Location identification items
%%
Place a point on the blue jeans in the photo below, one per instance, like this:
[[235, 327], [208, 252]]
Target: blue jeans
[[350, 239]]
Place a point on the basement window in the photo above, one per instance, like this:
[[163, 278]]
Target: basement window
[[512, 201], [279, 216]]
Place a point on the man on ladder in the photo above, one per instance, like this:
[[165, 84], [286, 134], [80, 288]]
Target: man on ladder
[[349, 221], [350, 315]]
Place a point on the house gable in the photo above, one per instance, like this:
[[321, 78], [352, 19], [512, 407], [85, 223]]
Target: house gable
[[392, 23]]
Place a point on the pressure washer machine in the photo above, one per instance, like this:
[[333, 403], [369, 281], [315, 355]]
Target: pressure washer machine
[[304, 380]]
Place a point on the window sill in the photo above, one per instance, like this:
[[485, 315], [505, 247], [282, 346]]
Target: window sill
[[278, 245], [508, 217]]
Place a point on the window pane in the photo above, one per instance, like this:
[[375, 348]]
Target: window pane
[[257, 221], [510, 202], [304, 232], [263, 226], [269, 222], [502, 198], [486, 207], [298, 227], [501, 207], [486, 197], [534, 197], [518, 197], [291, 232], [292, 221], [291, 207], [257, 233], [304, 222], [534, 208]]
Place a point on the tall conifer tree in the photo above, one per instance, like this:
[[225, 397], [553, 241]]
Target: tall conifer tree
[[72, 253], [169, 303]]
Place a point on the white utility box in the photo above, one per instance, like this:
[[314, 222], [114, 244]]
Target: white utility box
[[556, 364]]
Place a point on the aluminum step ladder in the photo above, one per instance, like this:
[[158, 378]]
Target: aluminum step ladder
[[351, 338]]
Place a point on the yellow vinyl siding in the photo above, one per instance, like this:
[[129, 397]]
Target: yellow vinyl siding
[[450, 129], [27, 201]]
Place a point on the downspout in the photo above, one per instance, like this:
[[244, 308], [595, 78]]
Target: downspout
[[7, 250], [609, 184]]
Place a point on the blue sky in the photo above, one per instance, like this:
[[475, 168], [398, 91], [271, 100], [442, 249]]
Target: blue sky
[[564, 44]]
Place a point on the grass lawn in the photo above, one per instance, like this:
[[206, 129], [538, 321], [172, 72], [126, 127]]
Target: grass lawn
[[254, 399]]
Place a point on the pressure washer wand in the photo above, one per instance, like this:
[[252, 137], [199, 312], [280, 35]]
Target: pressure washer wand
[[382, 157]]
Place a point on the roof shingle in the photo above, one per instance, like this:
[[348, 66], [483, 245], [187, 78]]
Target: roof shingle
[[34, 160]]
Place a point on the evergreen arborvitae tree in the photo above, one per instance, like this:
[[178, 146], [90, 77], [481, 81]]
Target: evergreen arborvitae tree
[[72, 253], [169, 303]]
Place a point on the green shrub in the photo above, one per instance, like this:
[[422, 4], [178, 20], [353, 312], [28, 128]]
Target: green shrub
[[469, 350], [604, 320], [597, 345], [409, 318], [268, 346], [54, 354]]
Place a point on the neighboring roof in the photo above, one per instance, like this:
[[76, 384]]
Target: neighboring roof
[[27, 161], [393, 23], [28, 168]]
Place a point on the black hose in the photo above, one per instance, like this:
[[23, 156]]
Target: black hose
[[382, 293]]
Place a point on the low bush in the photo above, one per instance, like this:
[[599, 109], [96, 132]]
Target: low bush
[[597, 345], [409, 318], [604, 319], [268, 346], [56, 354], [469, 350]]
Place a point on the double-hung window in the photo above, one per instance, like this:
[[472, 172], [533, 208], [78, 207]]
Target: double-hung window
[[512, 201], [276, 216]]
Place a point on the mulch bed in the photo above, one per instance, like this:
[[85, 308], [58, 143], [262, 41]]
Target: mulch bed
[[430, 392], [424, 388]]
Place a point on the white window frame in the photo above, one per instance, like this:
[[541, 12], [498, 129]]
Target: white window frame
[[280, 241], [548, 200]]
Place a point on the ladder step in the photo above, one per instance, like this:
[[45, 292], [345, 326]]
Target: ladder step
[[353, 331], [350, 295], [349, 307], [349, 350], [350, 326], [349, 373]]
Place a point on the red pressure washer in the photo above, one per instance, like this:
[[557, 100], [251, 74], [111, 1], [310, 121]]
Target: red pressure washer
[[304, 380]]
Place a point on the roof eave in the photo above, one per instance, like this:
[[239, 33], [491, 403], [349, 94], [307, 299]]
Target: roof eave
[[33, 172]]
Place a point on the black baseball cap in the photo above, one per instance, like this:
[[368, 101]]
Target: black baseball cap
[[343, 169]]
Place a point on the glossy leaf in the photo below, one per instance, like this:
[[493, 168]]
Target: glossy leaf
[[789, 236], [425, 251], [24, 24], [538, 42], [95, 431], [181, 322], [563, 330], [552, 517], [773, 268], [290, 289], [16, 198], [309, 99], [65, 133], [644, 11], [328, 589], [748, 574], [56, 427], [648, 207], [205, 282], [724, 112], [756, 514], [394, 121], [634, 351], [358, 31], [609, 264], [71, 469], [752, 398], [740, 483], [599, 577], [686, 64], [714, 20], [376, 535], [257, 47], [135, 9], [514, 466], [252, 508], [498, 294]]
%%
STATED TASK:
Print the whole listing above again, line for line, with no changes.

ANSWER FOR THIS EXERCISE:
Place a point on the blue jeans in the photo below, one per instance, like this:
[[235, 327], [208, 252]]
Target: blue jeans
[[350, 239]]
Place a point on the basement window in the photo above, one per instance, like this:
[[163, 278]]
Target: basement window
[[512, 201], [279, 216]]
Place a point on the man on ladder in the photo above, one per instance, like this:
[[165, 84], [286, 134], [80, 288]]
Target: man on ladder
[[349, 221], [350, 315]]
Place a point on the house gable in the photo above, one per instance, like this:
[[321, 78], [352, 19], [512, 407], [85, 223]]
Target: house gable
[[392, 23]]
Place a point on the pressure washer machine in the photo above, one per instance, like this:
[[333, 403], [369, 281], [315, 355]]
Target: pressure washer machine
[[304, 380]]
Place a point on the window sill in the photo above, one per instance, like this:
[[485, 315], [505, 247], [282, 346]]
Target: window sill
[[278, 245], [508, 217]]
Place a point on the window pane in the photo above, one per instance, like this:
[[375, 348]]
Target: window pane
[[257, 221], [510, 202], [304, 232], [263, 226], [269, 222], [502, 198], [486, 207], [298, 227], [501, 207], [486, 197], [534, 197], [518, 197], [291, 232], [292, 221], [291, 207], [257, 233], [304, 222], [534, 208]]
Place a point on the tall conifer tree in the photo above, one per instance, like this:
[[225, 397], [553, 241]]
Target: tall conifer tree
[[72, 253], [169, 303]]
Place a point on the white utility box in the photo above, one per instance, like this:
[[314, 222], [114, 244]]
Target: white utility box
[[556, 364]]
Place a point on the aluminum step ladder in the photo above, one per instance, like this:
[[158, 378]]
Target: aluminum step ladder
[[351, 338]]
Place a point on the yellow vinyl siding in the photo above, one per instance, like this:
[[129, 397]]
Target: yellow vinyl siding
[[450, 129], [27, 201]]
Place a point on the downspout in the photo above, one per instance, like this:
[[244, 308], [595, 78]]
Target: downspout
[[7, 250], [609, 184]]
Place a point on the blue sky in the photo above, one per instance, like this:
[[475, 168], [398, 91], [271, 100], [442, 249]]
Target: blue sky
[[564, 44]]
Place a point on the grass lawn in the photo above, one per instance, like this:
[[206, 129], [538, 321], [172, 72], [126, 127]]
Target: grass lawn
[[254, 399]]
Place a point on the pressure washer wand in the photo above, one per instance, like this:
[[252, 137], [199, 312], [280, 35]]
Target: pressure washer wand
[[382, 157]]
Place a point on the roof shingle in the photo above, one per instance, like this:
[[348, 66], [483, 245], [187, 78]]
Target: roof shingle
[[34, 160]]
Place a point on the evergreen arborvitae tree in the photo above, one per instance, like this:
[[178, 146], [90, 77], [481, 81]]
Target: evergreen arborvitae tree
[[72, 253], [169, 303]]
Place a point on the green shrub in the photo above, one per instance, like this:
[[422, 4], [178, 20], [353, 312], [28, 128]]
Target: green shrub
[[469, 350], [604, 320], [597, 345], [409, 318], [268, 346], [54, 354]]
Place a point on the neighboring roof in the photo above, one per instance, like this:
[[76, 384]]
Target: neighboring roof
[[27, 161], [393, 23], [28, 168]]
Place a point on the black hose in the photo above, one per instance, like this:
[[23, 156]]
Target: black hose
[[382, 293]]
Place a point on the low bush in the photo above, one per instance, like this:
[[599, 109], [96, 132]]
Target: low bush
[[597, 345], [409, 318], [604, 319], [268, 346], [56, 354], [469, 350]]
Place a point on the double-hung window in the photo above, one per instance, like this:
[[472, 172], [533, 208], [78, 207]]
Target: double-hung window
[[512, 201], [276, 216]]
Place a point on the mulch bed in the photo above, one per instance, like this:
[[85, 308], [58, 143], [262, 41]]
Target: mulch bed
[[430, 392], [424, 388]]
Place a point on the white window frame in the photo above, one per instance, like this:
[[541, 12], [498, 129]]
Target: white window frame
[[280, 241], [548, 200]]
Place a point on the ladder step in the photo above, one per instance, like this:
[[45, 292], [345, 326]]
Target: ladder step
[[353, 331], [350, 295], [349, 307], [349, 350], [350, 326], [349, 373]]
Place a point on the red pressure washer in the photo above, one per instance, like this:
[[557, 100], [251, 74], [111, 1], [310, 121]]
Target: red pressure washer
[[304, 380]]
Place a point on the roof eave in the photo above, one per instance, like this:
[[239, 33], [491, 403], [349, 94], [307, 299]]
Target: roof eave
[[33, 172]]
Place a point on the black baseball cap in the photo above, one per instance, like this:
[[368, 101]]
Target: black baseball cap
[[343, 169]]
Place a point on the glossy leaf in the photo below, one per instance, like this:
[[493, 168]]
Target: glossy leaf
[[789, 236], [425, 251], [24, 24], [538, 42], [95, 431], [181, 322], [563, 330], [552, 517], [773, 268], [290, 289], [16, 198], [309, 99], [65, 133], [644, 11], [328, 589], [748, 574], [56, 427], [648, 207], [205, 282], [724, 112], [756, 514], [394, 121], [634, 351], [358, 31], [609, 264], [71, 469], [752, 398], [740, 483], [599, 577], [686, 64], [714, 20], [376, 535], [257, 47], [135, 9], [514, 466], [252, 508], [498, 294]]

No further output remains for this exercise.